Problem description => Find every line in the records below that contains the word "trunk", and copy each one out.

-.-.-

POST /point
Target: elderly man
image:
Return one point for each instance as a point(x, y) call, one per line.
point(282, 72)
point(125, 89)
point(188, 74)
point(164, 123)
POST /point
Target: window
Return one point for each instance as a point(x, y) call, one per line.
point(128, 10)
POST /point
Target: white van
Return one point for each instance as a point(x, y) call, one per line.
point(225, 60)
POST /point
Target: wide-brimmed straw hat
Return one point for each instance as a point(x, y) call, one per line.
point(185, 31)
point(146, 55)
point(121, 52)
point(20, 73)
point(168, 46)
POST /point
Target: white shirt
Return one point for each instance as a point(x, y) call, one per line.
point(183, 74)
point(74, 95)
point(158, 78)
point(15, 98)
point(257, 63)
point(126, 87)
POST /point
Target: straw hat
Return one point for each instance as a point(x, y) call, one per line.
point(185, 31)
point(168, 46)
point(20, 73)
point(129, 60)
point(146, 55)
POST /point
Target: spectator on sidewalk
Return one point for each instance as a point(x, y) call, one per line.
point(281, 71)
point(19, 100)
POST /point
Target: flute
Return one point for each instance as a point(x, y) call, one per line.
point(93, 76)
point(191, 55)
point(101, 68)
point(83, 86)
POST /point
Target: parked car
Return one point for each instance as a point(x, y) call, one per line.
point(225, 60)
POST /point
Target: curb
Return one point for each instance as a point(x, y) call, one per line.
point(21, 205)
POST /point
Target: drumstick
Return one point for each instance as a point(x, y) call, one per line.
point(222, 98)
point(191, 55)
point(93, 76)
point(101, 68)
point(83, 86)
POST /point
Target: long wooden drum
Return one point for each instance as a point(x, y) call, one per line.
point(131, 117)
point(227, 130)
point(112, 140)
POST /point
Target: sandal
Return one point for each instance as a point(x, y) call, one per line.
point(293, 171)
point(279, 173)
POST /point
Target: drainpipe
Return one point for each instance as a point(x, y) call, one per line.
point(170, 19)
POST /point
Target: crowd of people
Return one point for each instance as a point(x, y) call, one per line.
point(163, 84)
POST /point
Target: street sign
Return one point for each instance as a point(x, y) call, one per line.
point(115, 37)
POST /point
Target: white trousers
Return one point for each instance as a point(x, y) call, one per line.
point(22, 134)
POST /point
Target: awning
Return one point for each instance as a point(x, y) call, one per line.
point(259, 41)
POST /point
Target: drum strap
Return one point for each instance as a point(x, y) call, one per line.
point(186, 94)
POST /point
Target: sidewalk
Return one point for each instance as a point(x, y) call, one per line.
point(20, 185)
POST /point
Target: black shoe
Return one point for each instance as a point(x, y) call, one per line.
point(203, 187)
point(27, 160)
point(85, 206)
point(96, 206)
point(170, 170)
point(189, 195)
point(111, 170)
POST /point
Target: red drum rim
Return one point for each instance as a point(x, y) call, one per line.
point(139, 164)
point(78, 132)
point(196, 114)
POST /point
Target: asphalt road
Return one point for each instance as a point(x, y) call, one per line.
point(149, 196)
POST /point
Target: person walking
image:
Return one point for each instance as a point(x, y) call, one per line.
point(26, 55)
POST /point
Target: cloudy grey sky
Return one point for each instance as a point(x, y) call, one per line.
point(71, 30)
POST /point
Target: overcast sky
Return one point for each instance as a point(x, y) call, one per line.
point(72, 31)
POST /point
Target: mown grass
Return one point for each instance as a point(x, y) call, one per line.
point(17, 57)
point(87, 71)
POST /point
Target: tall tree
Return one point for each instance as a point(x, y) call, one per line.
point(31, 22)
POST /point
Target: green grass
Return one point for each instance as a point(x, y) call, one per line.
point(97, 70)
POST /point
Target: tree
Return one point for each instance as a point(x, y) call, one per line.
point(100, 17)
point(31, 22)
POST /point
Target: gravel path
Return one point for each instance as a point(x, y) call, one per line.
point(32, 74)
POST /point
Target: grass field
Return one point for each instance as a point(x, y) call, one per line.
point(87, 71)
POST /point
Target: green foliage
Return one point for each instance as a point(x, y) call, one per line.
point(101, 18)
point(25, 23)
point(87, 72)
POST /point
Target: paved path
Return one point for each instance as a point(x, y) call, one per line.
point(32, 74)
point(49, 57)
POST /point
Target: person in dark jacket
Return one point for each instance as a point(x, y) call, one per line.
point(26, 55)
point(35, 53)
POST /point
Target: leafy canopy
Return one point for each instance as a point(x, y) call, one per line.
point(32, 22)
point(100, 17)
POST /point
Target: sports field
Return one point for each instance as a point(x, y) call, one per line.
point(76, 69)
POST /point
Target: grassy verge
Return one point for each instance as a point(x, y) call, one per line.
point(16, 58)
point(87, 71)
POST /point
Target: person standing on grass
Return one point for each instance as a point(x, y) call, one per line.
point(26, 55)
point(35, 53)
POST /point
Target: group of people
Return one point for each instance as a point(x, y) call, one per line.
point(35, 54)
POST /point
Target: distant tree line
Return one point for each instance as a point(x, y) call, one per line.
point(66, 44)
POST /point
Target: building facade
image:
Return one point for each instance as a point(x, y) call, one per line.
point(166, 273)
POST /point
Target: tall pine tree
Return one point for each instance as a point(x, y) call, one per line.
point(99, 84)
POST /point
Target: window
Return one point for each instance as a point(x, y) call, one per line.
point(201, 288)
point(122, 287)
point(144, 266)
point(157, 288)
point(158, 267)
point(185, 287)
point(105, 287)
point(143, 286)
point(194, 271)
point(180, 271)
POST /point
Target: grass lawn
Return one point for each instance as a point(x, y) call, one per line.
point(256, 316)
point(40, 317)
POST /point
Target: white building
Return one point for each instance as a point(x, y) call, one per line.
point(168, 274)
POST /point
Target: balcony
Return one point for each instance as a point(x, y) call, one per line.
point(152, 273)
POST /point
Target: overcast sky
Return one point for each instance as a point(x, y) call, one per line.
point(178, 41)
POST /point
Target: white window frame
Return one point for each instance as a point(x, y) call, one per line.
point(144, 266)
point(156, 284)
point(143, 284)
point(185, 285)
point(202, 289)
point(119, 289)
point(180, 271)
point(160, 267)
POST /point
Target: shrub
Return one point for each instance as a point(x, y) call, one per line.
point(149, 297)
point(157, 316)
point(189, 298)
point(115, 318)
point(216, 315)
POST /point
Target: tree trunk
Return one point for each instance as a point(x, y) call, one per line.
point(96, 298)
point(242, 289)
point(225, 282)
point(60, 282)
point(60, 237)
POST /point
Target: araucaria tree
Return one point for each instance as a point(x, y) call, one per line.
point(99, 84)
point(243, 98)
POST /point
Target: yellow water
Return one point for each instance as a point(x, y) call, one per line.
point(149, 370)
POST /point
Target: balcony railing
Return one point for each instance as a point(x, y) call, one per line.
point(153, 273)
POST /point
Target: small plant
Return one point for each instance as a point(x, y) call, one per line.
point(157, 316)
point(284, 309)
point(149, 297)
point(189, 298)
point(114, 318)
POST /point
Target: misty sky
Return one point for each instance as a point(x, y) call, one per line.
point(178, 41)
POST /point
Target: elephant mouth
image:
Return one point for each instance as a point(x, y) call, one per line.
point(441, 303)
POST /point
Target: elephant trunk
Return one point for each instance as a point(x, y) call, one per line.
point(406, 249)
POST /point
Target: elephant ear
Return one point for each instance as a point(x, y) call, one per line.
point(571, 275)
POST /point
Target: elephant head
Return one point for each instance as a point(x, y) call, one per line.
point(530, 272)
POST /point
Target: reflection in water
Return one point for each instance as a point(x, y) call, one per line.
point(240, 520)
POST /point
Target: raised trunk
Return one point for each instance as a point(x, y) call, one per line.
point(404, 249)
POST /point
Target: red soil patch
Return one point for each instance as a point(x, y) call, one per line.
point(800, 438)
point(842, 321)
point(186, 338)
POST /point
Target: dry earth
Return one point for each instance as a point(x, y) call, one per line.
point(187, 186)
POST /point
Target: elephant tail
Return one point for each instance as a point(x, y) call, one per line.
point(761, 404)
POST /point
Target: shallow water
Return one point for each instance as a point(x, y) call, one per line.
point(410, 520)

-.-.-

The output =>
Target: tree trunk
Target: elephant trunk
Target: raised trunk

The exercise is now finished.